**Data to examine:**
● ● ● ●

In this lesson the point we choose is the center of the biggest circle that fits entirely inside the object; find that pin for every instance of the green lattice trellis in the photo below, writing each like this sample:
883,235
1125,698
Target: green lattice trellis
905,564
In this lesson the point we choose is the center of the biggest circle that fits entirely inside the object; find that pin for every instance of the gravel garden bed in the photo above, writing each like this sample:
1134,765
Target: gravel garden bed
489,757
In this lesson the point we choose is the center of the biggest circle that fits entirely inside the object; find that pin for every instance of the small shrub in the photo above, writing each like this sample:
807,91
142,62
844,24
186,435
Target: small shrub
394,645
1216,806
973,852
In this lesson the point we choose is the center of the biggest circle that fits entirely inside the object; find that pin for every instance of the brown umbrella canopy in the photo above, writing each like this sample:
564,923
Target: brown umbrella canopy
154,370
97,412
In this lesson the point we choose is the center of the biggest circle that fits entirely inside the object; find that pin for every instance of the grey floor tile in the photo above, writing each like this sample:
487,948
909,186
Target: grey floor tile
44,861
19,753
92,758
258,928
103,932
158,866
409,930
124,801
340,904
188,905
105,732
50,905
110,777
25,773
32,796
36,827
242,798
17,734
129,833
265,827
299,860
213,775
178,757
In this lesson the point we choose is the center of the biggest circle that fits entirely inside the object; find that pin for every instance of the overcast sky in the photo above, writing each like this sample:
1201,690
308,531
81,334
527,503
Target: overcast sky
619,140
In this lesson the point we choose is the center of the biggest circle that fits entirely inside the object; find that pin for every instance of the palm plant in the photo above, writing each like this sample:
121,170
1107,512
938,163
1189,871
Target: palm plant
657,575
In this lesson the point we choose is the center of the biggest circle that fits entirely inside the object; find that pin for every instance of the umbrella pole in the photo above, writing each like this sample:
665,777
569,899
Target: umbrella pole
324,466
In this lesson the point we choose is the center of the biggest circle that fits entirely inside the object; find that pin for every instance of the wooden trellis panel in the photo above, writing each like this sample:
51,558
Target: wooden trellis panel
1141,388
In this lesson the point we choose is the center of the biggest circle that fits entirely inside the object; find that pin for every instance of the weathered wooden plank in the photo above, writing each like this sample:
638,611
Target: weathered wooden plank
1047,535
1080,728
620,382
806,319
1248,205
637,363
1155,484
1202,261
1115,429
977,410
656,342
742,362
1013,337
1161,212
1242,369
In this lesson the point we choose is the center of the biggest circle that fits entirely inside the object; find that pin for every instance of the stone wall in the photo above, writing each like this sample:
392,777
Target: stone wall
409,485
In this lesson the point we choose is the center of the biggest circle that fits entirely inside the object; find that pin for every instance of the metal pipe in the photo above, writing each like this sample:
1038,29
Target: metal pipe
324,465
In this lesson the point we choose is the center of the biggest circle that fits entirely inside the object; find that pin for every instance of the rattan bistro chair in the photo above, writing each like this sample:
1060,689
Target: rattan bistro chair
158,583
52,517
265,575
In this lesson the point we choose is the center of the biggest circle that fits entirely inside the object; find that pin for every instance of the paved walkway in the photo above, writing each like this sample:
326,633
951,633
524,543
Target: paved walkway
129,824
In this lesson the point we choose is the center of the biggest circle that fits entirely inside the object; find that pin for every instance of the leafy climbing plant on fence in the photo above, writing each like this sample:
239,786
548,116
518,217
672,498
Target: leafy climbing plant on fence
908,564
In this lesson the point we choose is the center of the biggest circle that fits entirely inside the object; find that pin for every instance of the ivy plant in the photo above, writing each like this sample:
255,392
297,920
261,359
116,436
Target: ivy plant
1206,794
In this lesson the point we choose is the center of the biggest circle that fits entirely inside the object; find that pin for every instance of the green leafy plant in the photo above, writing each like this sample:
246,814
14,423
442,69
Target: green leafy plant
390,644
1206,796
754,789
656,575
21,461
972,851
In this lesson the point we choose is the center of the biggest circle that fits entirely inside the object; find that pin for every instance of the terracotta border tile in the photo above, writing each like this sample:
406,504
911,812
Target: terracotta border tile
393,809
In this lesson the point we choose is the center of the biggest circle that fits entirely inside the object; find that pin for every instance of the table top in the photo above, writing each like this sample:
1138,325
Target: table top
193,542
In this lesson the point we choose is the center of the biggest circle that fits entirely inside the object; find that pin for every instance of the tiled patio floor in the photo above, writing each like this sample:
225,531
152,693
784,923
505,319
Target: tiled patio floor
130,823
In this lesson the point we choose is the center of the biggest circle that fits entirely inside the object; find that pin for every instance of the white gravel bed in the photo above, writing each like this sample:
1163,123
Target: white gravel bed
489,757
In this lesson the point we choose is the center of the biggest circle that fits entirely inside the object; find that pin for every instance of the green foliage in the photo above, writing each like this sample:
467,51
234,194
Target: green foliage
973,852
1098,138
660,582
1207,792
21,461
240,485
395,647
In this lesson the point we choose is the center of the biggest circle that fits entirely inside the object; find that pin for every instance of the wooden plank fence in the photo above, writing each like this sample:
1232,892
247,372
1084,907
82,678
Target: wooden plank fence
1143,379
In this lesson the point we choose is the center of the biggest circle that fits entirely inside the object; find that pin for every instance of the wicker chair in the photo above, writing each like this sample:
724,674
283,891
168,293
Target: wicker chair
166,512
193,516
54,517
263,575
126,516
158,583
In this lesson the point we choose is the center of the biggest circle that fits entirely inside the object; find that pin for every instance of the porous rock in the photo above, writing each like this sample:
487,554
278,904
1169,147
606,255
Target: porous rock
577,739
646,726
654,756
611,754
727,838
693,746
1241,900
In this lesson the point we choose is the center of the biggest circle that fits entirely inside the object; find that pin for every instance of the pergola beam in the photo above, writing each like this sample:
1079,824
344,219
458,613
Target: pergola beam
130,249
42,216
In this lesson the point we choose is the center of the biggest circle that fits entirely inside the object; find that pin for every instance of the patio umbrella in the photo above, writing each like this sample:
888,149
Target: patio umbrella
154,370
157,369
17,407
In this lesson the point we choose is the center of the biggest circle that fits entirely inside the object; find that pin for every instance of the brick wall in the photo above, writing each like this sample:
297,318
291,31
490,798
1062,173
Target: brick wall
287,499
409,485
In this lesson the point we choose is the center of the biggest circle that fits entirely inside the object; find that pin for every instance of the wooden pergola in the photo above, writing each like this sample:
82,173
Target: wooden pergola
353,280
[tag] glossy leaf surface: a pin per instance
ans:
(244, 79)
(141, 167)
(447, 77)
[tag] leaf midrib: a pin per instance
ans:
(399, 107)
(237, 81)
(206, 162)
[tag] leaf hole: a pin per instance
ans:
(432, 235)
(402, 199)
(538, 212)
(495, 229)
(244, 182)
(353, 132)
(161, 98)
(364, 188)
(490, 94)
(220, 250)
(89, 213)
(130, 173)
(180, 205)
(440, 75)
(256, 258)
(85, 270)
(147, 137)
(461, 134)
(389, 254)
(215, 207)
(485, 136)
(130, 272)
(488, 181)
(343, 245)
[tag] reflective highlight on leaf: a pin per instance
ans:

● ● ● ●

**To do:**
Repeat the material above in full, exactly as it stands.

**Result of this task:**
In this lesson the point we choose is the center of the biggest circle that fits entirely inside the object; find that pin for every instance of the green lattice trellis in the photo below, writing each like this sample:
883,235
1125,698
Target: green lattice trellis
905,564
In this lesson the point we choose is the center of the biggest circle that fits entirely inside the object; find that pin for every instance of the gravel garden bed in the photo above, writing each like this sample:
1134,765
Target: gravel garden bed
489,757
In this lesson the point we choose is the center of the biggest circle that fits entirely inside the object; find that pin for every instance of the small shrub in the photo above, writing each like this sample:
807,91
142,62
844,24
186,435
Target: small shrub
394,645
1216,806
973,852
In this lesson the point we choose is the center of the biggest circle that fits entirely inside the object; find that pin for every instance of the brown umbrella canopy in the photo above, writing each like this sample:
564,923
Target: brown umbrella canopy
154,370
97,412
In this lesson the point we choose is the center of the biggest circle that fits entirely inside the object; find that pin for every instance of the grey floor tile in the photo above, writing each like this sample:
487,948
909,186
Target: grey floor tile
44,861
19,753
92,758
258,928
103,932
158,866
409,930
124,801
340,904
188,905
105,732
50,905
110,777
25,773
32,796
36,827
242,798
17,734
129,833
265,827
299,860
213,775
178,757
In this lesson the point we choose is the center of the biggest circle that fits entirely inside the object; find that pin for every instance of the overcast sky in the photo above, writing each like this sample:
1201,690
308,531
81,334
527,503
Target: overcast sky
619,140
In this lesson the point we choose is the center of the biggest circle that fits entirely inside the object; find that pin for every instance of the palm plant in the photo above, writing each like this sample:
121,170
1107,512
938,163
1189,871
Target: palm plant
657,575
In this lesson the point we choose is the center of the biggest circle that fits entirely inside the object; find that pin for every instance of the umbrella pole in the photo above, writing each like this sample:
665,777
569,899
Target: umbrella pole
324,466
In this lesson the point we choose is the center of the biggest circle that fits entirely inside the object; find that pin for every instance of the wooden trellis panel in the photo above, writing each like this sample:
51,558
Target: wooden trellis panel
1141,388
In this lesson the point we choose is the center of the biggest circle that fits entirely inside the object; find that pin for every instance of the weathered wooden plank in the photo above, writing each like this sample:
638,611
Target: weathered wooden plank
1047,535
1080,728
620,382
806,319
1248,205
637,363
1155,484
1202,261
1115,429
977,410
656,342
742,362
1013,337
1161,212
1242,369
In this lesson the point we choose is the center of the biggest circle that fits entirely inside the object; find that pin for every instance of the stone wall in the photo above, writing each like this sample:
392,777
Target: stone wall
409,485
In this lesson the point we choose is the center of the biggest circle that fits entirely inside the object; find that pin for every instance of the metal pipe in the photo above, writing each like this sample:
1038,29
Target: metal pipe
324,465
In this lesson the point we choose is the center of the biggest circle that fits entirely inside the object; find that pin for every instance of the rattan bistro chair in the photo above, writing each like this sample:
1060,689
Target: rattan bistro chair
158,583
52,517
265,575
In this lesson the point we choose is the center of the biggest circle that fits entirely inside the object; find that pin for every instance of the paved walkway in the photo above, writing each like this sample:
326,633
951,633
524,543
Target: paved walkway
129,824
In this lesson the point we choose is the center of the biggest circle that fits entirely inside the object; find that pin for every instance of the leafy climbing plant on fence in the photo above, writing each like this sample:
239,786
548,116
518,217
672,498
Target: leafy climbing plant on fence
908,564
In this lesson the point we choose is the center of the biggest circle that fits entirely inside the object; find that pin for every instance of the ivy plant in the photo above, writing each like this sample:
255,392
297,920
261,359
116,436
Target: ivy plant
1206,794
In this lesson the point we choose is the center of the biggest circle that fits entirely inside the object; find that pin for every instance of the green leafy plant in the photo above, writing each like this sample:
246,814
14,423
442,69
Target: green leafy plant
390,644
1206,796
754,789
656,575
21,461
972,851
In this lesson the point we choose is the center of the biggest circle that fits entirely inside the object; find that pin for every instance of the terracotta border tile in the photo above, writing each like this sample:
406,504
911,812
Target: terracotta border tile
393,809
In this lesson the point we choose is the center of the biggest circle that fits entirely inside the object; find that pin for every instance of the table top in the photo above, writing each like this sample:
1138,325
Target: table top
193,542
In this lesson the point we choose is the center of the biggest circle that fits entirely inside the object; find that pin for every instance of the tiled patio floor in the photo above, writing each like this sample:
225,531
152,693
784,923
505,319
Target: tiled patio floor
130,823
In this lesson the point we choose is the center of the biggest circle that fits entirely inside the object; find that pin for every instance of the white gravel bed in the photo above, writing each like this sample:
1163,123
Target: white gravel bed
489,757
In this lesson the point we choose is the center of the biggest circle that fits entirely inside the object; find that pin for every instance of the green foliage in the photo above, writing each like this sample:
467,51
234,194
Target: green foliage
973,852
1098,138
660,582
1207,792
21,461
240,485
395,647
In this lesson the point we choose is the center of the biggest circle that fits entirely inside the object; find that pin for every instance of the wooden plank fence in the photo above, writing each like this sample:
1232,892
247,372
1084,907
82,678
Target: wooden plank fence
1143,379
In this lesson the point we choose is the center of the biggest circle that fits entirely inside the object; find that pin for every instance of the wicker chair in the photo above, writing each like this sample:
724,674
283,891
168,293
Target: wicker chair
166,512
193,516
54,517
263,575
126,516
158,583
In this lesson the point we choose is the center of the biggest circle that fits entirely inside the object; find that pin for every instance of the porous rock in the photo above, writing each like this sample:
487,554
278,904
1169,147
606,255
Target: porous rock
577,739
646,726
654,756
611,754
727,838
693,746
1241,900
In this lesson the point we choose is the center of the biggest circle that fits entirely inside the object; find that pin for every instance of the pergola beam in the photo above, writing each like this sample:
1079,824
344,219
458,613
Target: pergola beam
130,249
42,216
In this lesson the point we choose is the center of the biggest circle that fits entirely inside the object; find that pin for every instance of the patio umbrella in the photo above, writing each like this sample:
888,149
Target: patio umbrella
154,370
157,369
17,407
In this lesson the point we choose is the center of the biggest circle that fits entirely inside the object; find that pin for every instance of the brick wall in the photo above, writing each like this sample:
297,318
291,31
490,798
1062,173
Target: brick wall
287,499
409,485
In this lesson the point we choose is the center of the biggest circle that fits entirely inside the object; find that pin for every instance of the wooden pergola in the photo above, writing each like this sample:
82,173
Target: wooden pergola
353,280
[tag] glossy leaf surface: a pin per instance
ans:
(244, 79)
(141, 167)
(447, 77)
[tag] leaf midrib: a pin per instance
ans:
(399, 107)
(237, 81)
(206, 162)
[tag] leaf hole: a pin per instance
ans:
(432, 235)
(402, 199)
(538, 212)
(495, 229)
(244, 182)
(353, 132)
(161, 98)
(364, 188)
(490, 94)
(220, 250)
(89, 213)
(130, 173)
(180, 205)
(440, 75)
(256, 258)
(85, 270)
(147, 137)
(461, 134)
(389, 254)
(215, 207)
(485, 136)
(130, 272)
(488, 181)
(343, 245)
[tag] reflective highlight on leaf: a pin per instance
ans:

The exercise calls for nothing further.